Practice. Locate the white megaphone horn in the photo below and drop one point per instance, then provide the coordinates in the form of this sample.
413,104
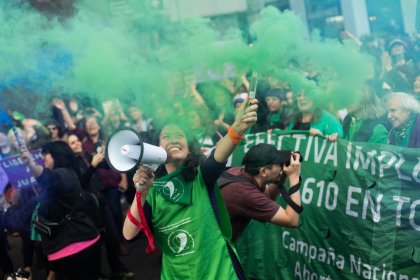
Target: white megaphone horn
125,150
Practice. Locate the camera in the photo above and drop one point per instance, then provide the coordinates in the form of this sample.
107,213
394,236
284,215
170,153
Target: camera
287,163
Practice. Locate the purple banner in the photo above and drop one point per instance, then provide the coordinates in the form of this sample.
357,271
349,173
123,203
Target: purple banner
17,172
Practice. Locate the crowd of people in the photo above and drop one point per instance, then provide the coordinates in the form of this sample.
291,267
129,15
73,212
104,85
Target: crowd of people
77,184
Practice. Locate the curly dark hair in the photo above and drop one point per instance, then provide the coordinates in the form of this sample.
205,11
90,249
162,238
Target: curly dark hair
194,158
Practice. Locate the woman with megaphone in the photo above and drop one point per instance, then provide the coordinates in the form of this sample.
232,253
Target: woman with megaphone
180,204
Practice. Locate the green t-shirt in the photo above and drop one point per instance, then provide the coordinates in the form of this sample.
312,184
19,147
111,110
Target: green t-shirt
186,228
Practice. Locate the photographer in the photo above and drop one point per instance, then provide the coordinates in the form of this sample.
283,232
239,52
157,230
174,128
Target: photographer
249,192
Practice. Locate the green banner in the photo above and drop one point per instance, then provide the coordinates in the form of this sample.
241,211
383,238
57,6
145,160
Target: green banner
361,217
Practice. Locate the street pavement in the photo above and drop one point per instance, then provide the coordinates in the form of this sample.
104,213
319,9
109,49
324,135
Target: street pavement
143,266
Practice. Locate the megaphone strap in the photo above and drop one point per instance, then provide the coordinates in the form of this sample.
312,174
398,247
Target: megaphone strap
142,225
134,220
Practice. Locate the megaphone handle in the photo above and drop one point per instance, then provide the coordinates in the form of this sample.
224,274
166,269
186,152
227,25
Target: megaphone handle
139,187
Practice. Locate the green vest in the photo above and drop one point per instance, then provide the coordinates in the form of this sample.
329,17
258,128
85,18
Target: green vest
186,229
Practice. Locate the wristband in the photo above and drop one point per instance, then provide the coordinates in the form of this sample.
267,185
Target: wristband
234,136
296,187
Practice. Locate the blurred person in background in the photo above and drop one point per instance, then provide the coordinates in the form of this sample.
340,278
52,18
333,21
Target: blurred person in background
5,146
364,121
315,119
277,117
399,69
73,251
110,183
138,122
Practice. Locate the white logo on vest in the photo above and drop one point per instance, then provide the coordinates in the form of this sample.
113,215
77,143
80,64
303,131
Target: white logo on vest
181,242
174,189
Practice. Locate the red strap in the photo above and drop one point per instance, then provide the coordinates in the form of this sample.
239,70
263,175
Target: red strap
134,220
143,225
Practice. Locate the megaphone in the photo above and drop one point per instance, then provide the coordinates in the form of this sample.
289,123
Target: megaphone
125,149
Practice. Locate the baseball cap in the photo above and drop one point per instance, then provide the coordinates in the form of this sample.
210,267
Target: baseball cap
265,154
276,93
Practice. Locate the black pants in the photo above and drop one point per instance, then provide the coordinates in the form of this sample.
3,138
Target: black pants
84,265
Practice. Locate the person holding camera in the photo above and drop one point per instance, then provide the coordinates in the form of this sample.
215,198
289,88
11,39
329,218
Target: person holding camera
249,191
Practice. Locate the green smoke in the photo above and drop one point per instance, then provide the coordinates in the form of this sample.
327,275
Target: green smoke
137,53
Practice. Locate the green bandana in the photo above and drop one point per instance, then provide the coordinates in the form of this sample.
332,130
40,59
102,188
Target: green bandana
174,188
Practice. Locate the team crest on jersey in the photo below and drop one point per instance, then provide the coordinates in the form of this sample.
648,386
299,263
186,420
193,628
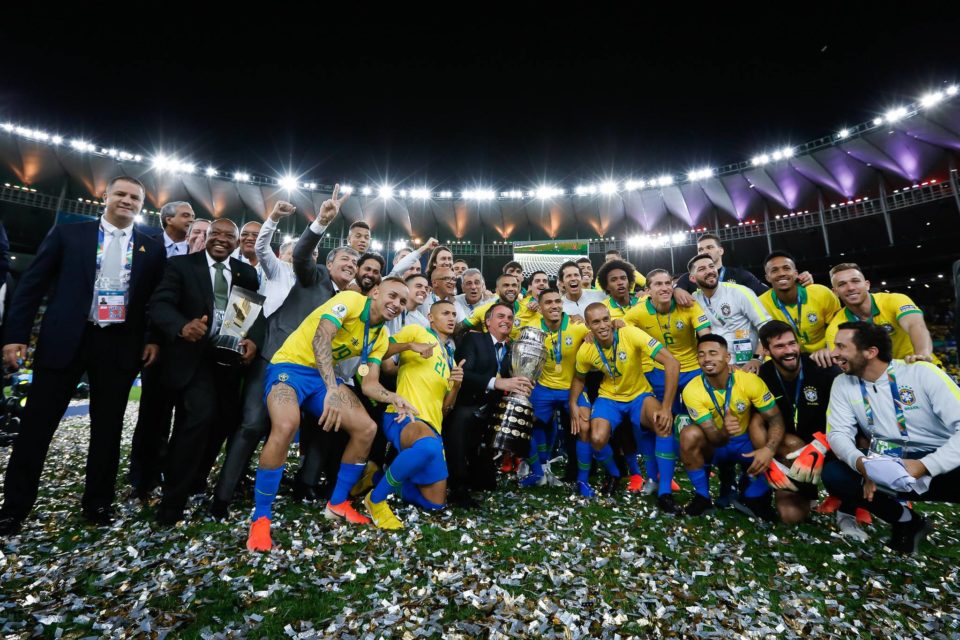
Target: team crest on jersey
907,396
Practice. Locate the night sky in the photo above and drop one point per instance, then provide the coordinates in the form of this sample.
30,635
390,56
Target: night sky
503,100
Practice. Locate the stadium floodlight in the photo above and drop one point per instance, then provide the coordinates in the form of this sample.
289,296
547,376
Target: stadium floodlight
420,193
896,114
931,99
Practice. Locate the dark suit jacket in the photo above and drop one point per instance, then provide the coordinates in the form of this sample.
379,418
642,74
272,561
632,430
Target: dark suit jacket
312,289
481,356
186,294
67,262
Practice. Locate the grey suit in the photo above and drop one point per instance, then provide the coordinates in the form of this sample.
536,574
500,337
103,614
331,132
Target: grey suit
312,288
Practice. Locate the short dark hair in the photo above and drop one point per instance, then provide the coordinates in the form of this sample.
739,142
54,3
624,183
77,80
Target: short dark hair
489,311
697,258
603,274
371,255
566,265
548,290
778,254
657,271
126,179
774,329
712,337
867,335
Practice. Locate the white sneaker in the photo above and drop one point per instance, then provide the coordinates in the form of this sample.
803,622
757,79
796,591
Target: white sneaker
650,487
849,528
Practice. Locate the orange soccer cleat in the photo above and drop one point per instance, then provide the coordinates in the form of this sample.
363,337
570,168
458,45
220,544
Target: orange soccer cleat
345,511
259,538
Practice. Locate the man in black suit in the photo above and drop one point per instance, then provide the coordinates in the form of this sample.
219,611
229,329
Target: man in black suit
187,309
486,375
111,260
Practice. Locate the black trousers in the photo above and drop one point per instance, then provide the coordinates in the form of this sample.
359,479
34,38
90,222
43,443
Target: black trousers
50,393
469,462
845,483
152,433
208,411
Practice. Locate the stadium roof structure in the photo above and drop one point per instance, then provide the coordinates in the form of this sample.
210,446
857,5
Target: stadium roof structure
912,145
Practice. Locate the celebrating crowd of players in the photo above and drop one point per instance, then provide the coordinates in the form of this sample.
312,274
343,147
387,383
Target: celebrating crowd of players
387,376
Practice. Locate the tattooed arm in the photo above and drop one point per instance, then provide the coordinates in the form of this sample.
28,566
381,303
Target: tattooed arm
375,391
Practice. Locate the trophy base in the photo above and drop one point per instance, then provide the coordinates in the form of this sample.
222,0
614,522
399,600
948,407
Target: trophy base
511,426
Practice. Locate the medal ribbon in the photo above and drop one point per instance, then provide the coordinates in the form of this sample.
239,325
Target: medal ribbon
614,373
897,405
726,400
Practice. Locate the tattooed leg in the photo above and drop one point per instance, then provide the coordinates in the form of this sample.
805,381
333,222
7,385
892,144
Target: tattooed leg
284,410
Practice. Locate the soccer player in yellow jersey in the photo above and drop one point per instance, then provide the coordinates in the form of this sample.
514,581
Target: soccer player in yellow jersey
431,382
808,309
301,375
677,329
721,403
553,388
895,312
508,290
625,394
614,277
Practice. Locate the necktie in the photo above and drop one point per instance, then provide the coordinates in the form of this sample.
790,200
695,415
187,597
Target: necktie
112,263
219,288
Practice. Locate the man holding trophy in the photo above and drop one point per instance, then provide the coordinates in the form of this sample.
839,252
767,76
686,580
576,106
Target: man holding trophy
194,307
910,413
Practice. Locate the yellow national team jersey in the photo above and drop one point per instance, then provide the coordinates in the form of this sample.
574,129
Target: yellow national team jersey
570,337
349,311
634,346
886,309
677,330
616,311
475,321
815,308
527,317
748,391
423,381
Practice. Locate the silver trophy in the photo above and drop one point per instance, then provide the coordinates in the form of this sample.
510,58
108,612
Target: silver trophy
242,310
512,418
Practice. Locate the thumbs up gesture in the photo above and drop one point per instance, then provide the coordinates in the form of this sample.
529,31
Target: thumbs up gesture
194,330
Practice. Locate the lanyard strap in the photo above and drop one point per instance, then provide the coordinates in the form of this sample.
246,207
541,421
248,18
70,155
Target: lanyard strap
796,393
783,309
614,373
897,405
726,400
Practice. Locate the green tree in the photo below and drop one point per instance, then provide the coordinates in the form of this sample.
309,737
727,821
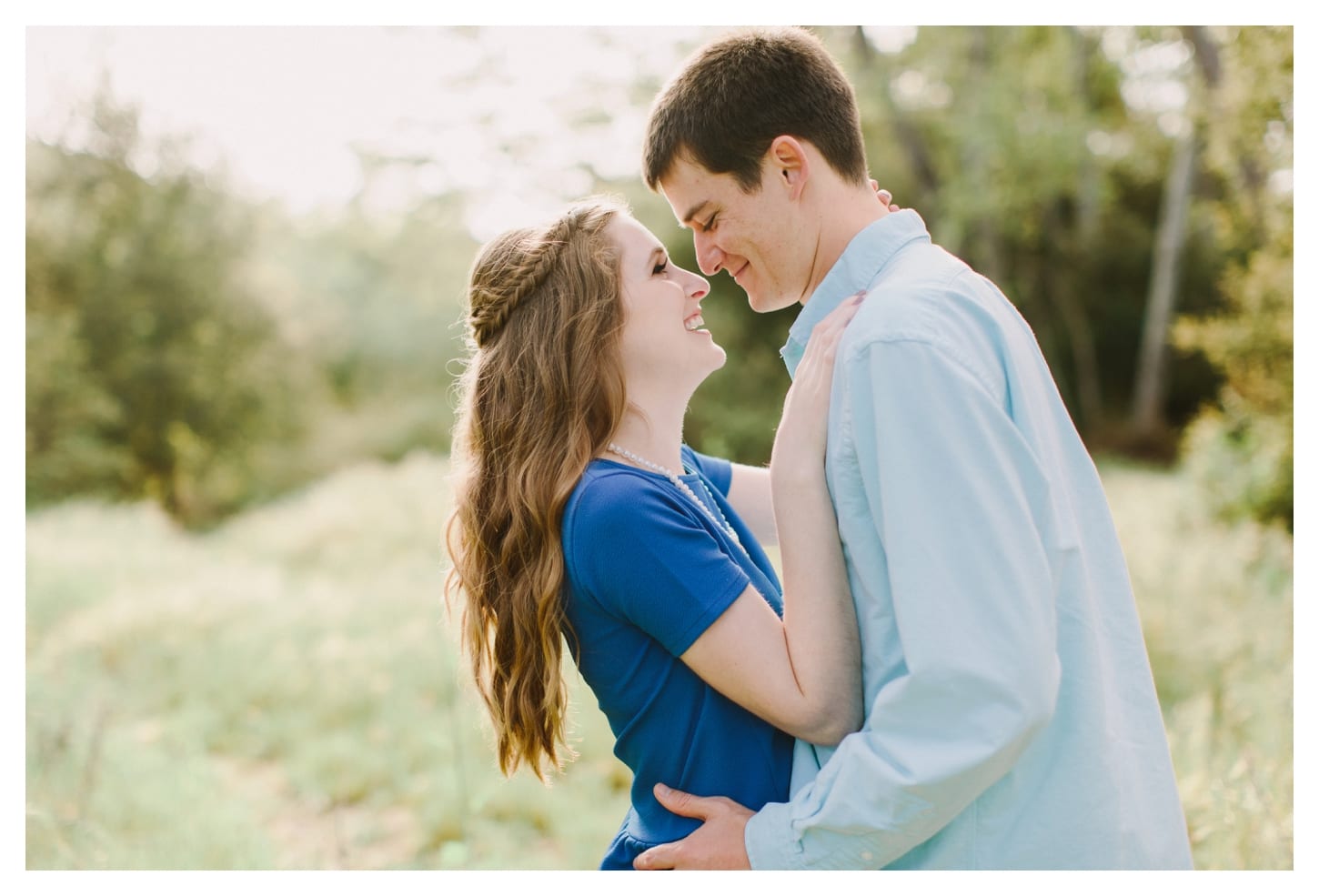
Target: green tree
1242,445
151,369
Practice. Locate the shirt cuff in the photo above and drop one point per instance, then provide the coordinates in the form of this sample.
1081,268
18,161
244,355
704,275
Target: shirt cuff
770,840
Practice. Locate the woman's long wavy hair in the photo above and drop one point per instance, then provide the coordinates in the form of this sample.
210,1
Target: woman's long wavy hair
541,395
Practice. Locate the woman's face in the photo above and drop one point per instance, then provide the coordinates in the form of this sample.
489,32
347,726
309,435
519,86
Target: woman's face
664,338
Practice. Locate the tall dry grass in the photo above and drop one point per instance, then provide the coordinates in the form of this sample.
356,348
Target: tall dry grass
284,691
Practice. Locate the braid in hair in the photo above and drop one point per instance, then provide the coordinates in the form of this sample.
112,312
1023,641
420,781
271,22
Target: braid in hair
541,394
534,252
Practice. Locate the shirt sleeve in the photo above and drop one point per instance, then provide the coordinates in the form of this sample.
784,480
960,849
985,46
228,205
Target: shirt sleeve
950,486
644,557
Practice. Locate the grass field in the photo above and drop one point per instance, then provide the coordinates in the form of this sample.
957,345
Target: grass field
285,691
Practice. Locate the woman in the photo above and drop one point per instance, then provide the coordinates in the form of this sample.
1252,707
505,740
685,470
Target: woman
582,518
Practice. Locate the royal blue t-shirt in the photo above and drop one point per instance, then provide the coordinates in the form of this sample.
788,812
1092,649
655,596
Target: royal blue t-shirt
647,573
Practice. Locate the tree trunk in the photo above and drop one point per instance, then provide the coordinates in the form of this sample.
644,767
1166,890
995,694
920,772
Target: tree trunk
1152,363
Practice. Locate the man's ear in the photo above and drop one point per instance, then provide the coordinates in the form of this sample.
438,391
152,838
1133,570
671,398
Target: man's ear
790,166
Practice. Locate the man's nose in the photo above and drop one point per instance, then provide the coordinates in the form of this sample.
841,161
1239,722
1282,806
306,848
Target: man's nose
709,257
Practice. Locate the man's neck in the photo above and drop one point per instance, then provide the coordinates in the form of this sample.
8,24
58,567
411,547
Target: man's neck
844,211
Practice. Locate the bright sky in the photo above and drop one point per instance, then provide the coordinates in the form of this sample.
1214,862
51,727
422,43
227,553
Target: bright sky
285,108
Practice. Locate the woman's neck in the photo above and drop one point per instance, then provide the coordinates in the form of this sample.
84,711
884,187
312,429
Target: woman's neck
653,433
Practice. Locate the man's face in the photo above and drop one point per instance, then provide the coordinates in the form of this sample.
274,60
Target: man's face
756,237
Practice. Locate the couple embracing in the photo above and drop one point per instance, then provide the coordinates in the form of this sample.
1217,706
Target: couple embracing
950,672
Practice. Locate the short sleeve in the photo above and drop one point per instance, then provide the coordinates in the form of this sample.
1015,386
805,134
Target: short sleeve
642,556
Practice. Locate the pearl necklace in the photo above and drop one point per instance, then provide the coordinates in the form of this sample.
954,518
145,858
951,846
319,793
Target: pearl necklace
721,521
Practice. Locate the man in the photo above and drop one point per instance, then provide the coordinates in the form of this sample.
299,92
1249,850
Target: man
1011,714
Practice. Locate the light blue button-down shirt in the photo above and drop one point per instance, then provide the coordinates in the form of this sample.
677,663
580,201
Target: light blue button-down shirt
1011,713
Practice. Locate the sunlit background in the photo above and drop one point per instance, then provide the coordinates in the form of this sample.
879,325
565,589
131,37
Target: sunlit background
246,257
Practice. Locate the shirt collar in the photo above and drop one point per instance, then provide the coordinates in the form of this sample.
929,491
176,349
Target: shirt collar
856,269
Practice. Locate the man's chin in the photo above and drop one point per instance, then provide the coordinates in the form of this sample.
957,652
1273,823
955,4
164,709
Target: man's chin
764,302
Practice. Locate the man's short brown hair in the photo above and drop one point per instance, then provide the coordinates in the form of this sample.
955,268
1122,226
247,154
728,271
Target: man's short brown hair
739,93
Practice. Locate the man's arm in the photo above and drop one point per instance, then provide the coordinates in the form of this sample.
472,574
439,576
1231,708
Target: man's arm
954,492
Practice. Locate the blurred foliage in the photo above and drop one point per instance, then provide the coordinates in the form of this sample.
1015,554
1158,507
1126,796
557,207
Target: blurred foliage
293,680
213,354
205,353
1242,447
151,367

• [THE REQUEST] Repeat exactly the lines starting at the line with "Practice. Locate the man's arm" and ending with the final line of the entries. Include nothing else.

• [THE ANSWER]
Practice. Locate the man's arm in the photo above and drop one point per instance, then provide the coordinates in the form of this sample.
472,574
439,576
1231,708
Target: man's arm
954,492
Practice. Locate the blurred foliage in the photo above and drop one point per instance, then provide the coordinates in the form of this sample.
1015,554
1158,507
1126,796
557,207
Target: blurred foliage
293,680
213,354
205,353
1242,447
151,367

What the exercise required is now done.